PHYSICIANS COMMITTEE FOR RESPONSIBLE MEDICINE
WASHINGTON—A new study, published by the North American Menopause Society in the journal Menopause, found that a diet intervention is about as effective (88%) as hormone replacement therapy (70%-90%) for reducing menopausal hot flashes, without the associated health risks.
The WAVS trial—the Women’s Study for the Alleviation of Vasomotor Symptoms—found that a plant-based diet rich in soy reduced moderate to severe hot flashes by 88% and helped women lose, on average, eight pounds in 12 weeks.
“We do not fully understand yet why this combination works but it seems that these three elements are key—avoiding animal products, reducing fat, and adding a serving of soybeans,” explains lead researcher Neal Barnard, MD, president of the Physicians Committee and adjunct professor at the George Washington University School of Medicine. “Our results mirror the diets of places in the world, like pre-Westernized Japan and modern-day Yucatán Peninsula, where a low-fat, plant-based diet including soybeans is more prevalent and where postmenopausal women experience fewer symptoms.”
The study published today is the second phase of a two-part trial, the first of which was also published in Menopause in 2021. The fall timing of the first trial raised the question of whether this symptomatic improvement might have been attributed to cooler temperatures. But women who began the study as weather warmed up in the spring had the same benefit, ruling out the effect of outside temperature.

■ ■ ■ ■

▸ **APPLY WHAT YOU READ**
1: Answer these questions from the menopause diet study release:
(a) By what percentage did the plant-based diet rich in soy reduce moderate to severe hot flashes?
(b) In what year was the first phase of the trial published?
(c) Which two places does Neal Barnard name as having diets that the results mirror?
2: Translate this sentence from the menopause diet study release into Spanish: "But women who began the study as weather warmed up in the spring had the same benefit, ruling out the effect of outside temperature."
3: Write the next few sentences of the menopause diet study release, picking up after its final sentence.
The data comes from a separate source and is unrelated to the menopause diet study.

(Stored items)
■ ■ ■ ■

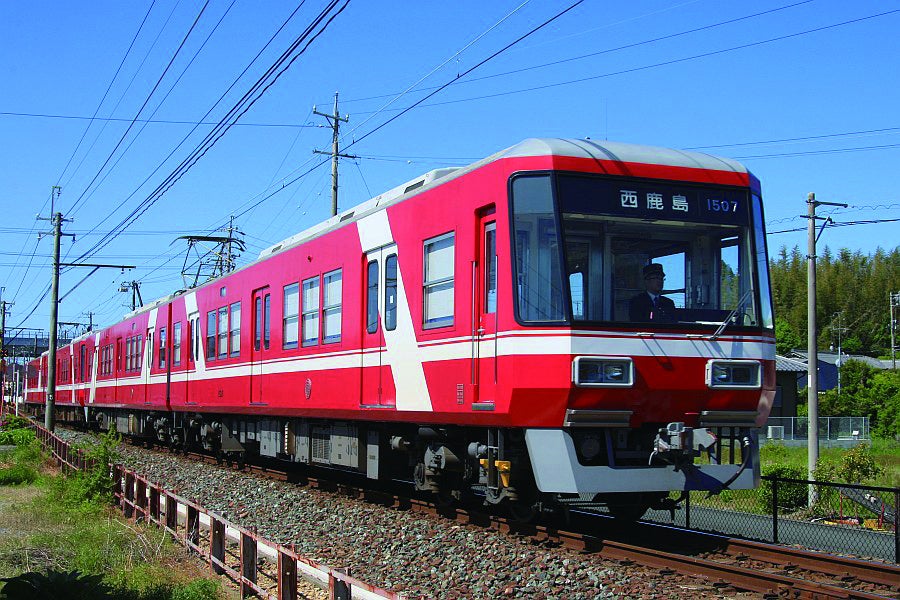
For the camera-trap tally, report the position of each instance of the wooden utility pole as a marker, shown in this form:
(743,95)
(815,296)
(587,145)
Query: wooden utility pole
(334,120)
(3,310)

■ ■ ■ ■

▸ **RESPONSES BY ITEM NUMBER**
1:
(a) 88%
(b) 2021
(c) Pre-Westernized Japan and the modern-day Yucatán Peninsula

2: Pero las mujeres que comenzaron el estudio cuando el clima se volvía más cálido en primavera obtuvieron el mismo beneficio, lo que descarta el efecto de la temperatura exterior.

3:
“These new results suggest that a diet change should be considered as a first-line treatment for troublesome vasomotor symptoms, including night sweats and hot flashes,” explains Dr. Barnard.
Included in the study were 84 postmenopausal women reporting two or more hot flashes per day. They were randomly assigned either to an intervention group—consisting of a low-fat, vegan diet, including half a cup of cooked soybeans daily—or to a control group that made no diet changes for 12 weeks.
“This study demonstrates the effectiveness of a dietary intervention for menopausal symptoms,” Dr. Barnard explains. “As well, it is precisely the diet that would be expected to reduce the health concerns of many women reaching menopause: an increasing risk of heart disease, breast cancer, and memory problems.”